### EXERCISE REQUIREMENTS
Write the lines below as a JSON list of strings, one string per line and no blank lines. Leave the pictures out.

### INPUT

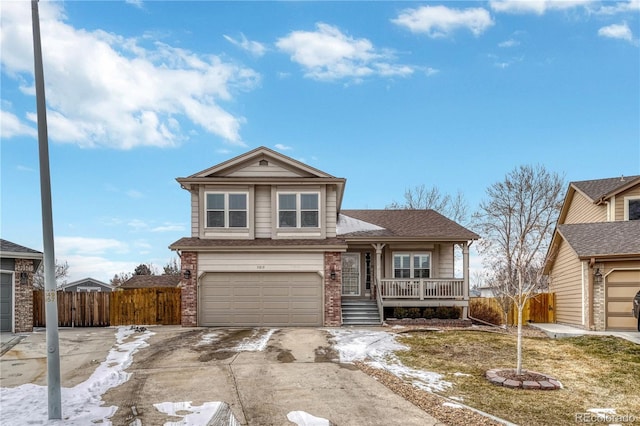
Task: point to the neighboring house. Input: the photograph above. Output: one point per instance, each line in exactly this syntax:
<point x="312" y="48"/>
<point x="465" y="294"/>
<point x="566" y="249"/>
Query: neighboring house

### WRITTEN SOLUTION
[
  "Task: point to the neighboring house. Input: the photograph above. Output: one point per instance, each line in exactly this syntax:",
  "<point x=\"312\" y=\"48\"/>",
  "<point x=\"465\" y=\"294\"/>",
  "<point x=\"566\" y=\"249\"/>",
  "Query: neighboring house"
]